Work instructions: Can you format the records, from the start through the line containing "x=413 y=463", as a JSON list of strings with one string per line and blank lines left out?

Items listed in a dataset
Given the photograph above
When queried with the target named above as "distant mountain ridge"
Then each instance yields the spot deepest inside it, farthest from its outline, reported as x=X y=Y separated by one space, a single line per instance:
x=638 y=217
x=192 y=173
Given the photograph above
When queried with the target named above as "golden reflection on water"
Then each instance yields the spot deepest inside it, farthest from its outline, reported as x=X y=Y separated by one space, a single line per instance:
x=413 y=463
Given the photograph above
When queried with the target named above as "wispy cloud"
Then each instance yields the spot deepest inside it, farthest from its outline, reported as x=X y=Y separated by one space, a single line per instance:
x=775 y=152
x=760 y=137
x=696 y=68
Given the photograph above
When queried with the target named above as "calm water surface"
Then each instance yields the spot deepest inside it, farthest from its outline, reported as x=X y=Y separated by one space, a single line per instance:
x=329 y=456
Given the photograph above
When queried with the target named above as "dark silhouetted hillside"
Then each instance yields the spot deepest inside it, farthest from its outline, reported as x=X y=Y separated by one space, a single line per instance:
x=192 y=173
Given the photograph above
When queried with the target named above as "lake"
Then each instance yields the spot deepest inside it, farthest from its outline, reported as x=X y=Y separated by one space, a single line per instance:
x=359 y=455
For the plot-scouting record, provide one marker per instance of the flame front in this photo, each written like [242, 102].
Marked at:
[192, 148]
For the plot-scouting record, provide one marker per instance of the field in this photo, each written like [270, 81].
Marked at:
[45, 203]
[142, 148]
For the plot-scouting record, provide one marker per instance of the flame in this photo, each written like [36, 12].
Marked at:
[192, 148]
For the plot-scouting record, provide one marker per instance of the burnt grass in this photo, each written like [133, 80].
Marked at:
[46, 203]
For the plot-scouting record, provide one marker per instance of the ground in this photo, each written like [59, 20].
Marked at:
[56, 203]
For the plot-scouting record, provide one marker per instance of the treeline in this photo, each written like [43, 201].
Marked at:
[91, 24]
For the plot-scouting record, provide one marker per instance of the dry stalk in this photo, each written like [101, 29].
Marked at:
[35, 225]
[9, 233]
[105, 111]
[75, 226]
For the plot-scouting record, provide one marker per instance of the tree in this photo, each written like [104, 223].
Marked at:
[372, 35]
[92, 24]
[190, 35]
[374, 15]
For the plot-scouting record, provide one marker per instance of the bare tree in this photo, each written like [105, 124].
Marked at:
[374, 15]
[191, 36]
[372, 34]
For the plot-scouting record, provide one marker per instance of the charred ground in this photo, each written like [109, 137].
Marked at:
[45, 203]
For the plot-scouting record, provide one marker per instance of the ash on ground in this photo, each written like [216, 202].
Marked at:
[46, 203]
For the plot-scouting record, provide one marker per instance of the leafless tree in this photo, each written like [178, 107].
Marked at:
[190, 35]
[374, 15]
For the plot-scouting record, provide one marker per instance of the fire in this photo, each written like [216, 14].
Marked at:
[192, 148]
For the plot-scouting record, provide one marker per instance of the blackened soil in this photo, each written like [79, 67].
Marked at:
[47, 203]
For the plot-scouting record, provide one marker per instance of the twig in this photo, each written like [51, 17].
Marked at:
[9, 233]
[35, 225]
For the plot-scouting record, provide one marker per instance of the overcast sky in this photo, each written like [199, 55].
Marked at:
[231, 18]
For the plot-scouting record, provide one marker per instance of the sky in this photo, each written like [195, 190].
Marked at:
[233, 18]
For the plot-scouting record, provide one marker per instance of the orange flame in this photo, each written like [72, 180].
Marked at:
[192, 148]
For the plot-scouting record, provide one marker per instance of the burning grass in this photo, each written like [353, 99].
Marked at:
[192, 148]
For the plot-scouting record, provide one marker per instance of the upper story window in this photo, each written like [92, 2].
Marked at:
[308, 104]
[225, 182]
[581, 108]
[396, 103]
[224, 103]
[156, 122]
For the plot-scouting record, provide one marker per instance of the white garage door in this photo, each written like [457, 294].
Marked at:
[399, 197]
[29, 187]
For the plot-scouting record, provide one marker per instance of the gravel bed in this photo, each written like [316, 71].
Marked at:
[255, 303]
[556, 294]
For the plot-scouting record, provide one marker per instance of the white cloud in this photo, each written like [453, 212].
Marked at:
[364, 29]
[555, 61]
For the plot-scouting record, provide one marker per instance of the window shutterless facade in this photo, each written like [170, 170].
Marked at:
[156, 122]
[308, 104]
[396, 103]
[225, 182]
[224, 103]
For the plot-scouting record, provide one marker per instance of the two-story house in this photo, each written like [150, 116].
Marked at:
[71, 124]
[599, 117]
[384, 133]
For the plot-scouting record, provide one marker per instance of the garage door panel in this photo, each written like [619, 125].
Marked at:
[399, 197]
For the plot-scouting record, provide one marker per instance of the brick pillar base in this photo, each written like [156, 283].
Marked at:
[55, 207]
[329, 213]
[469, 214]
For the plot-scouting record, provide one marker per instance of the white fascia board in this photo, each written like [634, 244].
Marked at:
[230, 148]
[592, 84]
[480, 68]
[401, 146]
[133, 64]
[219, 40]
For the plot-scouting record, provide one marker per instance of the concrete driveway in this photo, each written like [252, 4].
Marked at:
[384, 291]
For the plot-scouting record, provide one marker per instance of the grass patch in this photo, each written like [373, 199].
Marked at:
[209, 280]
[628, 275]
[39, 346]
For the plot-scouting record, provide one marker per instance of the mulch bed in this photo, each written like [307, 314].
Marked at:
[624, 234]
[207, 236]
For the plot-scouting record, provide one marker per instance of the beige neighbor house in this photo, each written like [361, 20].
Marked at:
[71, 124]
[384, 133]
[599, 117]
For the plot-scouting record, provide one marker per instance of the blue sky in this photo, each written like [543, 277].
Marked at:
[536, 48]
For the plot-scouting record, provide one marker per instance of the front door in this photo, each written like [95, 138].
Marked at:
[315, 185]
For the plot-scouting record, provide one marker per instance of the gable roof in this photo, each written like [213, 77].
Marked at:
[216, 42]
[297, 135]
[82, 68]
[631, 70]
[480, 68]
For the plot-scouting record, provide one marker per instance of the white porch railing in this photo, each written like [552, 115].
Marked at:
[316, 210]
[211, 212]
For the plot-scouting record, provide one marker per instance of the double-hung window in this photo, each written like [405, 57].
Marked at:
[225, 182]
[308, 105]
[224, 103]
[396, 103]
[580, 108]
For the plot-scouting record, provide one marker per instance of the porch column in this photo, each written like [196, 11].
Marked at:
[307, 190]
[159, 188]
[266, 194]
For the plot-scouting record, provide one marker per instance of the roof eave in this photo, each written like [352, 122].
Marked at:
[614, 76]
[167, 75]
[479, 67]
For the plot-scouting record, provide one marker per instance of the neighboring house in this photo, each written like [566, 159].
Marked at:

Result below:
[
  "Given the photograph above",
  "When queried with the target named above as \"distant mountain ridge\"",
  "Then each instance yields the spot deepest inside it, farthest from its outline, reported as x=X y=Y separated by one space, a single line per instance:",
  "x=638 y=217",
  "x=192 y=173",
  "Given the photograph above",
  "When queried with the target named above as \"golden reflection on water\"",
  "Then each instance yields the spot deepest inside it, farthest from its outline, reported as x=X y=Y separated by one space, a single line per instance:",
  "x=413 y=463"
]